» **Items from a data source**
######

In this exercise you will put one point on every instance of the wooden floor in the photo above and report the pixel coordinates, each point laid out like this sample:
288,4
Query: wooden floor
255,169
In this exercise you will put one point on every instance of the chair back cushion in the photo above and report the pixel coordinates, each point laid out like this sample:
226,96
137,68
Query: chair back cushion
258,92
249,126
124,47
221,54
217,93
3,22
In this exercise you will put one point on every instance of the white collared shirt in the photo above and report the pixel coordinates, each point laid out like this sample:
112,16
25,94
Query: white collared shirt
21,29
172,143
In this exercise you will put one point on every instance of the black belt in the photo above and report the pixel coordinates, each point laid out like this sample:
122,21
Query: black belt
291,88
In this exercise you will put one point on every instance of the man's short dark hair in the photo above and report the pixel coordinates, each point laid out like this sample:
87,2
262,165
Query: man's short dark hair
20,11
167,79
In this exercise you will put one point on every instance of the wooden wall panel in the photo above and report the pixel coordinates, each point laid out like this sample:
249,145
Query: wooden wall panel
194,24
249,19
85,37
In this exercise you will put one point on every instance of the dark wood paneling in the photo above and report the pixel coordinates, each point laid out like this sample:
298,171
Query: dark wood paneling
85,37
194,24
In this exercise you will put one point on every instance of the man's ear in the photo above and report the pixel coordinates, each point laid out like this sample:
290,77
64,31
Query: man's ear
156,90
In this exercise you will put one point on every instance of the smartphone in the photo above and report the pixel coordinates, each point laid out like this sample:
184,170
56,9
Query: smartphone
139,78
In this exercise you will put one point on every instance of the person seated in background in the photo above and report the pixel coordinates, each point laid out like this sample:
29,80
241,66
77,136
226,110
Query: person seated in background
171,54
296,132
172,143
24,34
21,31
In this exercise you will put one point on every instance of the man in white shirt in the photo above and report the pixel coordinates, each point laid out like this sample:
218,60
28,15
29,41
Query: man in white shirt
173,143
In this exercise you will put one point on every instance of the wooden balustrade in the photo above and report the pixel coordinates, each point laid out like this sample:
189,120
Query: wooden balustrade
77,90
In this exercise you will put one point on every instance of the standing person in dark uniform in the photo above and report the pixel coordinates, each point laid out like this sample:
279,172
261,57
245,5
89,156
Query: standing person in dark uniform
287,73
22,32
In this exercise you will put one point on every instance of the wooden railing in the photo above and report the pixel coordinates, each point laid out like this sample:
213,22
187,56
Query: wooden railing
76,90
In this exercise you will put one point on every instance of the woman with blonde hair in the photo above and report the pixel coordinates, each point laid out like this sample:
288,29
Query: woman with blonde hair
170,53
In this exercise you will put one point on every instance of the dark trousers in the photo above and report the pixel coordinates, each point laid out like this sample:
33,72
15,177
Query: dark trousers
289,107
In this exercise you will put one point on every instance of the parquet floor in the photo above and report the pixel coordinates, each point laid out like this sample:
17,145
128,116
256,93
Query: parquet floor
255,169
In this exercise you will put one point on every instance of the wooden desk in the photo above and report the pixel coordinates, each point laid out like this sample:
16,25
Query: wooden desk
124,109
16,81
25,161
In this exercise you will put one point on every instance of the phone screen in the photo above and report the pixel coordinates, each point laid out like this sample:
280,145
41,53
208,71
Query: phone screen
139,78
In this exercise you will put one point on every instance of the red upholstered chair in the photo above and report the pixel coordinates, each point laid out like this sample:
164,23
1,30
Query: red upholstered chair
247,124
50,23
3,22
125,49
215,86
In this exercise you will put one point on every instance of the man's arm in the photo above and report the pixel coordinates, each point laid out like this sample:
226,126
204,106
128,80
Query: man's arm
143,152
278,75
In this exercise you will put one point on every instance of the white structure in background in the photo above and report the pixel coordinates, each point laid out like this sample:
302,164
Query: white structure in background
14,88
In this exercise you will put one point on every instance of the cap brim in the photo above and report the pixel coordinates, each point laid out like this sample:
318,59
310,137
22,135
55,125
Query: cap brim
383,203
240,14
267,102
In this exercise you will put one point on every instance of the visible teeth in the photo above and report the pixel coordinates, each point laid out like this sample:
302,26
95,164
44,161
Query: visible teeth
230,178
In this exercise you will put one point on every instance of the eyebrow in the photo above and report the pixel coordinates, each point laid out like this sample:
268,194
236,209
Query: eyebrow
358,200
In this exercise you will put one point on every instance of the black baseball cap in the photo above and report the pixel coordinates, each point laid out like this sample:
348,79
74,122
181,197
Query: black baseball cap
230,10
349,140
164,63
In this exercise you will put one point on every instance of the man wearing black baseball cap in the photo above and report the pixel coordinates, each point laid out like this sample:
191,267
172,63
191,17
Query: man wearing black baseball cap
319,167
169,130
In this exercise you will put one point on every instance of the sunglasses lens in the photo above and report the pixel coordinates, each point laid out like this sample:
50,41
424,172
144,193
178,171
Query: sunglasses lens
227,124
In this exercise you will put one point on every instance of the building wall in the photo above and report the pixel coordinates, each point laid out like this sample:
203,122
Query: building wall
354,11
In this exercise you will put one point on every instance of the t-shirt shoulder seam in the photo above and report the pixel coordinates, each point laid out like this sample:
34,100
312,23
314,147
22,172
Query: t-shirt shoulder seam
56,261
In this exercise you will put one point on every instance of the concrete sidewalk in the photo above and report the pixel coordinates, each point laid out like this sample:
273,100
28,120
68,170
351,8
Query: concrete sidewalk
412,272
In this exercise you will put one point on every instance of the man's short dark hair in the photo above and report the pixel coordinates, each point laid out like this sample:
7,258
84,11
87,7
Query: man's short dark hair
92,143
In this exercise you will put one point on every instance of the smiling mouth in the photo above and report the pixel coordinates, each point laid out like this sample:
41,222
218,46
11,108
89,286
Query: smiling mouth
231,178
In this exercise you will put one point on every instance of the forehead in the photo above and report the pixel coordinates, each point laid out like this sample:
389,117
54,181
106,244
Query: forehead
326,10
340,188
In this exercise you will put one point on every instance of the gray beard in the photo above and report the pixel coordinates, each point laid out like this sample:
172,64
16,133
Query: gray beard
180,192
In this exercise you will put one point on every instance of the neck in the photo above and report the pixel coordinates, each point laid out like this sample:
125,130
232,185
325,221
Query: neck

######

» **The task**
Copy out the full set of records precisely, leaving nothing out.

» **Task solution**
In this exercise you will put one point on every instance of the wooden floor in the photo above and report the pixel coordinates, each point laid out like this sample:
288,4
Query: wooden floor
255,169
In this exercise you will put one point on every instance of the chair back cushion in the photo above and report the pixel coordinates, each point laid out like this sample:
226,96
137,68
Query: chair back cushion
258,92
249,126
124,47
221,54
217,93
3,22
In this exercise you will put one point on every instance of the white collared shirt in the photo above and report the pixel coordinates, each point laid out like this sample:
112,16
25,94
Query: white collared shirt
21,29
172,143
In this exercise you will put one point on every instance of the black belt in the photo above and report the pixel coordinates, each point laid out like this sample:
122,21
Query: black belt
291,88
In this exercise you will put one point on every instance of the man's short dark hair in the photo above and report the pixel coordinates, each point laid out like this sample:
87,2
262,165
Query: man's short dark hair
20,11
167,79
In this exercise you will put one point on every instance of the wooden wall panel in the photo above and report the pixel coordinates, each point laid out like this sample:
249,145
Query: wooden wall panel
194,24
249,19
85,37
In this exercise you will put one point on every instance of the dark wood paneling in the photo above and report the pixel coordinates, each point laid out like this sample:
298,171
Query: dark wood paneling
85,37
194,24
In this exercise you will put one point on every instance of the man's ear in the photo above and report the pixel coordinates, each point laid out like this sample:
290,77
64,31
Query: man's ear
156,90
In this exercise you will put one point on every instance of the smartphone in the photo above and report the pixel coordinates, each point laid out like this sample:
184,170
56,9
Query: smartphone
139,78
In this exercise you will put one point on every instance of the person seated in background in the photo above and report the pixel coordinates, each point laid out like this sample:
29,80
241,66
77,136
226,110
Query: person seated in background
171,54
296,132
172,143
24,34
21,31
In this exercise you will put one point on every instance of the man in white shirt in the photo above and report the pixel coordinates, each point laid out like this sample:
218,60
28,15
29,41
Query: man in white shirt
173,143
In this exercise you will put one point on every instance of the wooden balustrade in the photo above and report the pixel coordinates, each point laid out like this sample:
189,120
Query: wooden balustrade
77,90
In this exercise you will put one point on every instance of the standing person in dark uniform in the photo above and report the pixel coordinates, each point laid out like this sample:
279,172
261,57
245,5
89,156
Query: standing person in dark uniform
287,73
22,32
In this exercise you will put one point on every instance of the wooden railing in the photo above and report the pixel coordinates, each point laid out like this sample:
213,22
187,56
Query: wooden railing
76,90
In this exercise you will put one point on every instance of the woman with blonde hair in the photo above and report the pixel coordinates, each point laid out like this sample:
288,29
Query: woman with blonde hair
170,53
In this exercise you will put one point on every instance of the dark trousers in the photo above and report the pixel coordinates, each point laid out like this sample:
33,72
15,177
Query: dark trousers
289,107
In this exercise you will put one point on every instance of the parquet floor in the photo above and report the pixel coordinates, each point laid out like this sample:
17,145
128,116
256,93
Query: parquet floor
255,169
In this exercise you will put one point on every instance of the wooden desk in the photo above and report the pixel coordinates, each point laid out like this sample:
16,25
Query: wooden desk
124,109
16,81
25,161
In this exercise you will put one point on every instance of the phone screen in the photo above and report the pixel coordinates, each point laid out like this sample:
280,145
41,53
208,71
Query: phone screen
139,78
In this exercise you will put one point on every instance of the red upholstered chair in the photo above and report the pixel coordinates, each point laid out like this sample:
164,23
1,30
Query: red upholstered chair
247,124
50,23
3,22
125,49
215,86
In this exercise you will put one point on every instance of the man's arm in the photo above and report the pixel coordinates, each point laid out like this sample:
226,126
204,106
128,80
Query: man's arm
143,152
278,75
In this exercise you will put one point on every instance of the white structure in background in the photo above and report the pixel coordinates, each point laid out like this sample:
302,164
Query: white structure in background
14,88
In this exercise you will put one point on every instance of the cap brim in the photo above and report the pixel coordinates, each point laid out like this sample:
318,59
310,137
22,135
55,125
Query: cap brim
383,203
240,14
267,102
In this exercise you will put one point on every instance of the visible teeth in the photo above and report the pixel coordinates, each point laid out like this sample:
302,26
95,164
44,161
Query: visible teeth
230,178
In this exercise you will put one point on every instance of the eyebrow in the photo above and report the pixel coordinates, each point laid out like this sample:
268,194
236,209
Query: eyebrow
358,200
In this exercise you will put one point on every instance of the black baseball cap in the photo above and report the pixel coordinates, each point laid out like this sample:
348,79
74,122
181,197
Query: black baseball cap
230,10
349,140
164,63
In this exercise you will put one point on every instance of the man wearing black baseball cap in the photo above and report the pixel coordinates, each point laid out like this sample:
191,267
172,63
191,17
Query: man wearing black baseball cap
319,167
169,130
In this exercise you will put one point on every instance of the sunglasses lens in the photo above and report the pixel coordinates, each point laid out like this sample:
50,41
424,172
144,193
178,171
Query: sunglasses lens
227,124
In this exercise you will put one point on every instance of the building wall in the photo above and report the pixel coordinates, each point laid out like this sample:
203,122
Query: building wall
354,11
In this exercise you will put one point on every instance of the t-shirt shoulder seam in the photo above and report the pixel coordinates, each point laid out like this sample:
34,100
312,23
314,147
22,172
Query: t-shirt shoulder seam
56,261
In this exercise you will put one point on every instance of the concrete sidewalk in the photo above and report the pixel coordinates, each point laid out like this sample:
273,100
28,120
68,170
351,8
Query: concrete sidewalk
412,272
In this exercise you will put one point on every instance of the man's short dark hair in the photo above and report the pixel coordinates, each point laid out like this sample:
7,258
84,11
87,7
Query: man's short dark hair
92,143
In this exercise you will put one point on every instance of the smiling mouth in the photo above and report the pixel coordinates, each point laid out like this sample:
41,222
218,46
11,108
89,286
Query: smiling mouth
231,178
In this exercise you will put one point on every instance of the forehead in the photo above and report the pixel coordinates, each point laid out like this sample:
389,117
54,181
106,244
Query: forehead
326,10
340,188
In this exercise you will put one point on every instance of the gray beard in the photo above and report the pixel coordinates, each point laid out like this sample:
172,64
16,133
Query: gray beard
180,192
In this exercise you will put one point on every instance of the neck in the photo above and report the pixel coordinates, each point laid out like this sample:
125,130
232,185
325,221
Query: neck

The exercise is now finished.